### [ACTIVITY A]
Answer these from the passage on Europe's energy supply:
(i) About what share of the UK's oil consumption is imported from Russia?
(ii) How much additional investment will support the RePowerEU measures?
(iii) By the end of the year, what share of Russian oil imports to the EU is the ban expected to cover?
### [ACTIVITY B]
Can you pick up the passage on Europe's energy supply after its final sentence and keep writing it?

======== DOCUMENT SECTION ========

Private equity firms that have made a name for themselves in the infrastructure space have already closed new funds this year: EQT’s $5.7bn active core infrastructure fund and Apollo’s $4bn Infrastructure Opportunity Funds III.
At the end of May, EU leaders agreed further embargoes on Russian oil imports. It’s a moving feast. The ban covers all seaborne oil purchases – about two-thirds of Europe’s imports from Russia. Germany and Poland will also cut oil imports from the northern part of the Druzhba pipeline, the world’s longest pipeline that shifts black gold out of Russia. The ban is expected to cover 90% of Russian oil imports to the EU by the end of the year.
Around 8% of the UK’s oil consumption is imported from Russia – it may be a low percentage, but it’s significant enough that it cannot be switched off instantly. It should accelerate the switch to homegrown offshore wind, and a revisit to North Sea oil and gas supplies.
The UK and EU 27 are negotiating fuel contracts with a range of ‘reliable suppliers’ beyond Russia including the US, as well as Saudi Arabia. Only time will tell how oil and gas prices move as these measures take effect.
Earlier in May, the European Commission published its RePowerEU plan, which aims to phase out Russian fossil fuels and fast-forward green transition.
The plan is multi-pronged, including energy saving and diversification of supply initiatives, as well as increased investment in renewable energy sources. There will be an additional €210bn of investment to support the measures. The proposals don’t come without controversy – some €20bn of carbon trading allowances will be sold to help fund it.
Roughly a quarter of Europe’s energy consumption comes from renewable sources now. The RePowerEU aims to increase that to 45% by 2030. European Commission President Ursula von der Leyen says cross-border cooperation must be stepped up to achieve this.

======== DATASET CONTENT ========

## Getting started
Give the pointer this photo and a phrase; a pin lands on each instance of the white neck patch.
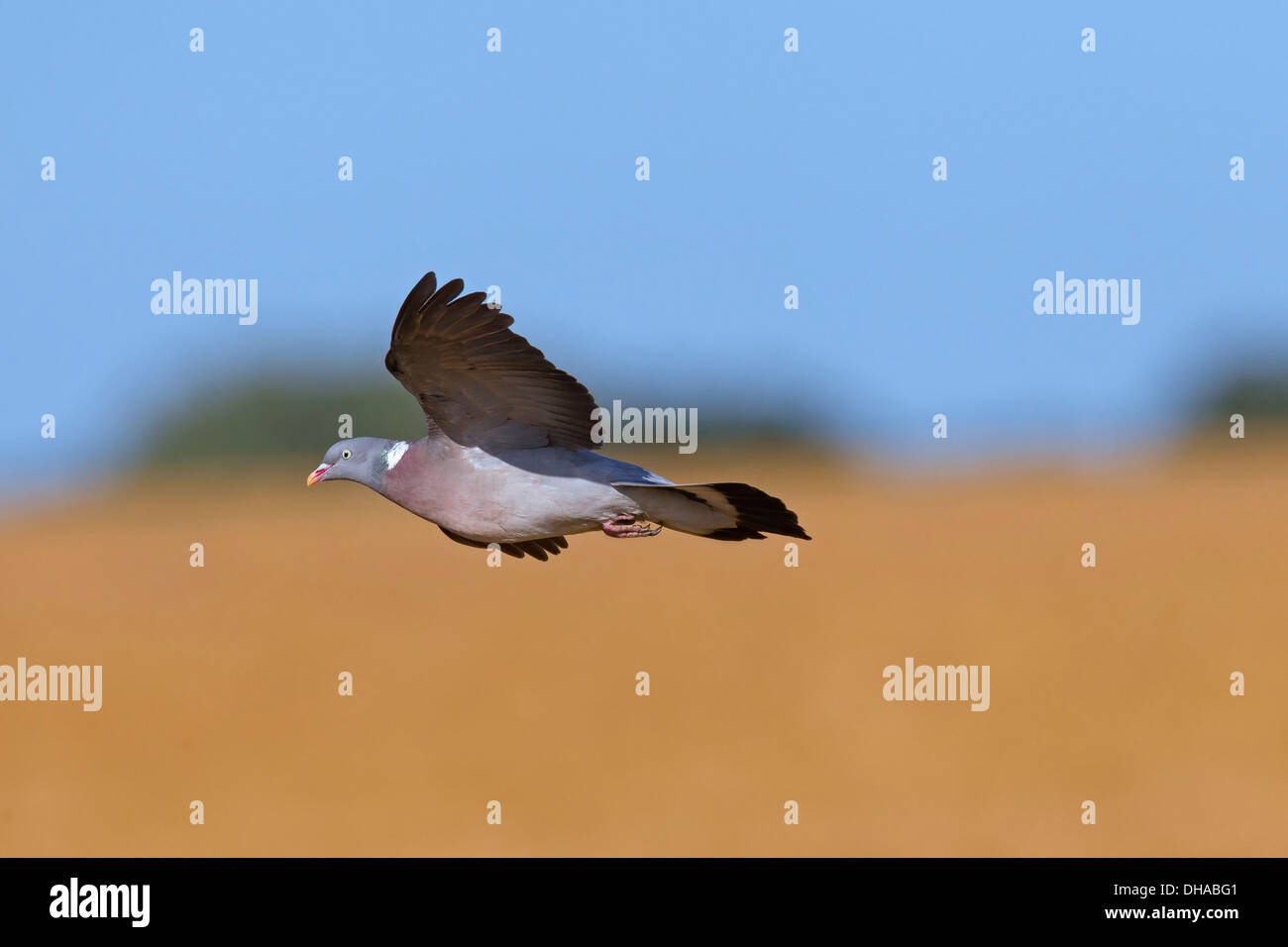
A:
(394, 454)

========

### [ANSWER SPACE A]
(i) Around 8%
(ii) €210bn
(iii) 90%

### [ANSWER SPACE B]
Germany, which last year imported half its fuel from Russia, is looking at filling the gap with floating storage regasification units (FSRUs) for LNG. Installing FSRUs is quicker than building fixed terminals, but because of demand from governments across Europe, it’s not a cheap short-term solution. Germany has also recently announced a €220bn fund for hydrogen technology, EV charging networks and LNG infrastructure.
As von der Leyen told the Davos 2022 conference in May: “The climate crisis cannot wait. But now the geopolitical reasons are evident, too. We have to diversify away from fossil fuels. We must accelerate our clean energy transition.”
Keeping the lights on
“Despite offshore wind projects being enormous by nature and capacity, there never seems to be enough capacity,” says Tim Short, a partner in 3i’s Infrastructure team, who says offshore wind in the UK will make up the bulk of infrastructure fund investment in the coming years.
“By definition, they’re located offshore, which means they’re not near the core of demand,” he says. That, he believes, is why energy policymakers are not grasping the bigger picture and the role that flexible generation technologies and localised renewable grid connections must play to make such massive offshore wind projects viable.
That’s not the only challenge that lies ahead. Short suggests the lack of government policies addressing industrial and consumer demand trends, such as the electrification of transport, could leave many of us in the dark due to renewable energy intermittency. “Big swings in renewable generation supply and demand on the system will be costly and passed down to consumers,” he says. “There’s an inevitable point where regulators across Europe will need to revisit the fundamental concept of market design and move towards capacity-based remuneration rather than what’s produced hourly, as it is now.
“From an investor’s perspective, this type of uncertainty is not useful. It is, however, aligned with the principle that if you’re going to build a power station that has value and is essential to the grid’s function, you’ll be remunerated one way or the other.”